● EXERCISE INSTRUCTIONS
Please report every line below that contains the string "post", copying each such line in full. Matching is case-sensitive.

● DATA ENTRIES
BEGIN

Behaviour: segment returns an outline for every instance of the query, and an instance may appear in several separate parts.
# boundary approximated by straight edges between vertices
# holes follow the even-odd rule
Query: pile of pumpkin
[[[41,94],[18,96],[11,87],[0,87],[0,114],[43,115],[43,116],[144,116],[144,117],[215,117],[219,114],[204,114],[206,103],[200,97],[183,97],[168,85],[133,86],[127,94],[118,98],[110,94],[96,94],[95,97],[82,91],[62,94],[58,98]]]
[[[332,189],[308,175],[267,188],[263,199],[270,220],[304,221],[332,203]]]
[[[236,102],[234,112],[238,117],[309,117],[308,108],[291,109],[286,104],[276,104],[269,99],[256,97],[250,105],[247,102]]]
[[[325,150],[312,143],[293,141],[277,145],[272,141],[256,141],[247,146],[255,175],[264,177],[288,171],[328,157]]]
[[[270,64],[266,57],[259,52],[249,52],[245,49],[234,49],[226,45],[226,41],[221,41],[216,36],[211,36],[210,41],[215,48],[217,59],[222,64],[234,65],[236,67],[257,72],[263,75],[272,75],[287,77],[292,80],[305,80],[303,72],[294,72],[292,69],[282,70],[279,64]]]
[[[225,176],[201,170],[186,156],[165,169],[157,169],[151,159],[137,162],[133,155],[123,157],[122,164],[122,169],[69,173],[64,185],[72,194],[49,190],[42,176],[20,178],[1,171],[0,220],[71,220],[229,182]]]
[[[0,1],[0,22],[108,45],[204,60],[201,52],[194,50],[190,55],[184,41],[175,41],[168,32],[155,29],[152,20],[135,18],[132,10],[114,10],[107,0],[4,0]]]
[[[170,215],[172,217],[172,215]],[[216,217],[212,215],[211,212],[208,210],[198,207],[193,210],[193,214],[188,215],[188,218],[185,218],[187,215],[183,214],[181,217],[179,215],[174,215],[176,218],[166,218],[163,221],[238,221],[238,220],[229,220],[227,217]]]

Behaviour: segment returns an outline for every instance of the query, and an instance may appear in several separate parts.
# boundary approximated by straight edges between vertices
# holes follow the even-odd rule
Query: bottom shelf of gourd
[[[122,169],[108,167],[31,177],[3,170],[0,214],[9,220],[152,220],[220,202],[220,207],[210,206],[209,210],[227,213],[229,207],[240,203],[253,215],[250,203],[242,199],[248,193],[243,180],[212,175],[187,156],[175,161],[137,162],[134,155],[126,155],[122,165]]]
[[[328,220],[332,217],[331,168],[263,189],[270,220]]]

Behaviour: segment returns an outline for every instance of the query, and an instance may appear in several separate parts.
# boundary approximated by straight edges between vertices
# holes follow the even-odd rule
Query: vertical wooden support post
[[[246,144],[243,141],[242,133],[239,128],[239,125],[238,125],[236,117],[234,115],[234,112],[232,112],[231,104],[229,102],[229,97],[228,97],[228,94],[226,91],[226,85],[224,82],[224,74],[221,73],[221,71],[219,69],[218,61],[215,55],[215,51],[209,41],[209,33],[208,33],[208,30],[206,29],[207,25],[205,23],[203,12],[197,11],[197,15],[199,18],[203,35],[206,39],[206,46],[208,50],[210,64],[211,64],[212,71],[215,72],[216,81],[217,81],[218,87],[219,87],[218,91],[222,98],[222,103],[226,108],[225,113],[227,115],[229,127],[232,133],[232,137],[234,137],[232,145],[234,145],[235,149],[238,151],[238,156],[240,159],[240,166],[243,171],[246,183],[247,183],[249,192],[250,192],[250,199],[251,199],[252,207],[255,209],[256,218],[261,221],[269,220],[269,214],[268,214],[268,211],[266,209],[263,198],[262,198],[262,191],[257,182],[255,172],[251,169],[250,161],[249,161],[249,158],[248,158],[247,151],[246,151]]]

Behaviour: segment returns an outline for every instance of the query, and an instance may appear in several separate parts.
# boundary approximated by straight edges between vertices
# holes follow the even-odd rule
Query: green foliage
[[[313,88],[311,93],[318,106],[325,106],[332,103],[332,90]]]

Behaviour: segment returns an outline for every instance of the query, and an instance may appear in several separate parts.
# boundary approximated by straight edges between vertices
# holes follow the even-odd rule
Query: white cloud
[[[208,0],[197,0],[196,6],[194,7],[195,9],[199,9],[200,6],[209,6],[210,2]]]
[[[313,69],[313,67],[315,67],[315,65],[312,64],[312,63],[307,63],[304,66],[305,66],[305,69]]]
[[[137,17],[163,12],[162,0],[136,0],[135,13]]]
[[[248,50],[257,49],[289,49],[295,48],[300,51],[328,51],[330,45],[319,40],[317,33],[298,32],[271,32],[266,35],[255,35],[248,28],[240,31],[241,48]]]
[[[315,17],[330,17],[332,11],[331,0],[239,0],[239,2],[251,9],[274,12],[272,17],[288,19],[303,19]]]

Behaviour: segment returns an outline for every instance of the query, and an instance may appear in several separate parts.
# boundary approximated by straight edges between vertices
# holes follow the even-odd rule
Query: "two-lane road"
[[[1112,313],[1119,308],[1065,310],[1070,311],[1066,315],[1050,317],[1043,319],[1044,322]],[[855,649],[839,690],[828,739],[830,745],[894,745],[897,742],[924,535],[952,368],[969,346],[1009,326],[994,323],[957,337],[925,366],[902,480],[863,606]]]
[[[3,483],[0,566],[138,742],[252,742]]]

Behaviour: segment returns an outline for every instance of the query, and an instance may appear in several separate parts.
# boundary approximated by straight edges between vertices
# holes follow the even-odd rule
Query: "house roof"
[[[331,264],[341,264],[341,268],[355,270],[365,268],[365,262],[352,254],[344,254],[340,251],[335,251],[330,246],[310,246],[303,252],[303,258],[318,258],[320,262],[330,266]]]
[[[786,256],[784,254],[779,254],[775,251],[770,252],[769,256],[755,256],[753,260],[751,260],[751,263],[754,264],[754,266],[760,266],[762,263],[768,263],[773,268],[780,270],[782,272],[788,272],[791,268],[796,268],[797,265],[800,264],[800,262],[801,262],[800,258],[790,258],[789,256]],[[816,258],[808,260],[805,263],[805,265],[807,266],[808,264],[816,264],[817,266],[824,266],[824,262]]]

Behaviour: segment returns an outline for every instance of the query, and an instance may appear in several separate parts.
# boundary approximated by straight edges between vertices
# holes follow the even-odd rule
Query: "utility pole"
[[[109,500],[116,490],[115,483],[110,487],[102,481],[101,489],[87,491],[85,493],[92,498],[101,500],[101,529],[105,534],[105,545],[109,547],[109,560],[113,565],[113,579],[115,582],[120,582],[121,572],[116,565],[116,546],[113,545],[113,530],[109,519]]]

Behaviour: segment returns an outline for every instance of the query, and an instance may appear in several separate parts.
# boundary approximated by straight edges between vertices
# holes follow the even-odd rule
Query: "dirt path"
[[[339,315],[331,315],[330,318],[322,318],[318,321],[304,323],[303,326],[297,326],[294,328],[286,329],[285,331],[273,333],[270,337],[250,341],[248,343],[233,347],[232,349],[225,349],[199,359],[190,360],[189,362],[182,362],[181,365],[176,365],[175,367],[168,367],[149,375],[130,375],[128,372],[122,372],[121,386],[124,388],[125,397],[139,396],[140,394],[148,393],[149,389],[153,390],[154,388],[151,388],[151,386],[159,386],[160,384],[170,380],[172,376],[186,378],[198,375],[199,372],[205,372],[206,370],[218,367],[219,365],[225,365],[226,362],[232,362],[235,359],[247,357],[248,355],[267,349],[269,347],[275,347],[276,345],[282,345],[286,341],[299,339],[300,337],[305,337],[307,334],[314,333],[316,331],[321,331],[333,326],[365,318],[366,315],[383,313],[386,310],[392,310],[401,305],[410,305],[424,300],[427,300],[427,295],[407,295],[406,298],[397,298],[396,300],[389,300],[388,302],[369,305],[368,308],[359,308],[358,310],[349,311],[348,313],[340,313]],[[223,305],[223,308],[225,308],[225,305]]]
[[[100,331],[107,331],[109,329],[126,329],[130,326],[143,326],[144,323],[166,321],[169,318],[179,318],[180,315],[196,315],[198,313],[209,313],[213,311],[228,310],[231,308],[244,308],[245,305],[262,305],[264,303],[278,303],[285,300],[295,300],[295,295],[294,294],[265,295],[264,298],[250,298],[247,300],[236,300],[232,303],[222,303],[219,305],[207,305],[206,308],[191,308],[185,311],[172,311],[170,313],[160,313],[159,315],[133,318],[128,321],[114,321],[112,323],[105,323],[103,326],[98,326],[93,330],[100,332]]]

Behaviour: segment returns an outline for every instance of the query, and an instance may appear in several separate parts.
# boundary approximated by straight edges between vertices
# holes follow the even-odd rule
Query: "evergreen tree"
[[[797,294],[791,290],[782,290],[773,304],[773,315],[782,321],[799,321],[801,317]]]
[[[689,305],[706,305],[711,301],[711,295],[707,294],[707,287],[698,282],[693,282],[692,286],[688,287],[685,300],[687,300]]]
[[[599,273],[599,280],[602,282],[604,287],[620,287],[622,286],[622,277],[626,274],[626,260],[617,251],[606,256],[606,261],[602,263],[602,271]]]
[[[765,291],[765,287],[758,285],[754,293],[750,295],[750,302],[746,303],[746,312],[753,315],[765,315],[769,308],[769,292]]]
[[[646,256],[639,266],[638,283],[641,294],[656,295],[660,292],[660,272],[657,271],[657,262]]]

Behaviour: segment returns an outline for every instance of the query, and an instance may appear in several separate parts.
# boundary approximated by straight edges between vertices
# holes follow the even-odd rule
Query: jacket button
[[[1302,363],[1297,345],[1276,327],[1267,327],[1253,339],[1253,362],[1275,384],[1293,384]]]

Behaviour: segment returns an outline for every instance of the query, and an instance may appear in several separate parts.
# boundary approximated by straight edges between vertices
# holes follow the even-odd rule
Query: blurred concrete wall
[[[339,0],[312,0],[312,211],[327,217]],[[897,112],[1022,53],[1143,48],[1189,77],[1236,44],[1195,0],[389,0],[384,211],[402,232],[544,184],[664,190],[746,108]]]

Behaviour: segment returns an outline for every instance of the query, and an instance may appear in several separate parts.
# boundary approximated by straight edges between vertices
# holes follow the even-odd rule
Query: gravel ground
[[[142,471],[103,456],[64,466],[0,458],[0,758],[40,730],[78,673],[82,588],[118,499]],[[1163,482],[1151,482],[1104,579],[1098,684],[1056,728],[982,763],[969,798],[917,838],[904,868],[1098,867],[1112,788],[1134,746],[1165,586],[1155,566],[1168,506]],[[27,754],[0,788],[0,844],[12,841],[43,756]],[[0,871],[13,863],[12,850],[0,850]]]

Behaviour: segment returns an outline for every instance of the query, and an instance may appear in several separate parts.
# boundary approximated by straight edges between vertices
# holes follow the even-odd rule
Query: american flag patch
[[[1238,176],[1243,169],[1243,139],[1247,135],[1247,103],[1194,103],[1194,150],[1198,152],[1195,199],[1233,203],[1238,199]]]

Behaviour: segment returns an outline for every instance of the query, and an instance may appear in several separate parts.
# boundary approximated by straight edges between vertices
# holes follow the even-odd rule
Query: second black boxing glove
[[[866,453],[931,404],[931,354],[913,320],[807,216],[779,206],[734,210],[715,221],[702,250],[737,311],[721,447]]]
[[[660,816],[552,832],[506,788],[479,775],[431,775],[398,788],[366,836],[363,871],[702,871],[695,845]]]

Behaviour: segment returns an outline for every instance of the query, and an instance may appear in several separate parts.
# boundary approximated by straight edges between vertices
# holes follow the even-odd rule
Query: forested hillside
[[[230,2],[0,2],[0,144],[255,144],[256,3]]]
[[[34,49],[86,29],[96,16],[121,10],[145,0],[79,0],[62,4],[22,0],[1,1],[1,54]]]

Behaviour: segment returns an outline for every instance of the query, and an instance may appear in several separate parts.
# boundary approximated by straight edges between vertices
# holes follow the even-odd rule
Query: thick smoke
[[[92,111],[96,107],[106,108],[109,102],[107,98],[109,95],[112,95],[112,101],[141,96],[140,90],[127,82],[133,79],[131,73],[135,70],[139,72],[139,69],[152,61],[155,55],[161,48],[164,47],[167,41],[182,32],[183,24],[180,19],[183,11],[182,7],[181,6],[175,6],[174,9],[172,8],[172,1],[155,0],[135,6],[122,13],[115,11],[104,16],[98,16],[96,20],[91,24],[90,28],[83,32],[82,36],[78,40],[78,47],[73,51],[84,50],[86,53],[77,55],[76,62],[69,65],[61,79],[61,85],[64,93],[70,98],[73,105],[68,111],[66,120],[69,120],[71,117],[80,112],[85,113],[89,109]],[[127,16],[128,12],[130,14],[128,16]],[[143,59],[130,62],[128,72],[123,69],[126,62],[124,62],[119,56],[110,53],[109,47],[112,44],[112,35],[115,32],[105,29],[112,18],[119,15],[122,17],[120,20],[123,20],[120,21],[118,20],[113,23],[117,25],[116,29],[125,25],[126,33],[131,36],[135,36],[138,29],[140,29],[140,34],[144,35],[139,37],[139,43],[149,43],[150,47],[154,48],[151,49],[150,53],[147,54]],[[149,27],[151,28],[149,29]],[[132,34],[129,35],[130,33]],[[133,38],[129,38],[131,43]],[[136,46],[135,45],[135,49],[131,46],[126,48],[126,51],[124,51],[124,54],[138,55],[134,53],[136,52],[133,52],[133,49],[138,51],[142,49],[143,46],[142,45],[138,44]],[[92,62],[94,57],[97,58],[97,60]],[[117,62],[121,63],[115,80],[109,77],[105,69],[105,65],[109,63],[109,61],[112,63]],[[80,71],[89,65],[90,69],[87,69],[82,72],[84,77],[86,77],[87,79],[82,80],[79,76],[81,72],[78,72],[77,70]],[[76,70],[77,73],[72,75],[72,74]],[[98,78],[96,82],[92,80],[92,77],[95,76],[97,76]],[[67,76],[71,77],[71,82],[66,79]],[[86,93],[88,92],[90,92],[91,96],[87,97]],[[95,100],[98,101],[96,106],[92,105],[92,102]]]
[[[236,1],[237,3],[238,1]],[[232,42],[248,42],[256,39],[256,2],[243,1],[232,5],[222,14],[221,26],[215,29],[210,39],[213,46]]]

END

● CORRECT ANSWER
Query: vertical wooden support post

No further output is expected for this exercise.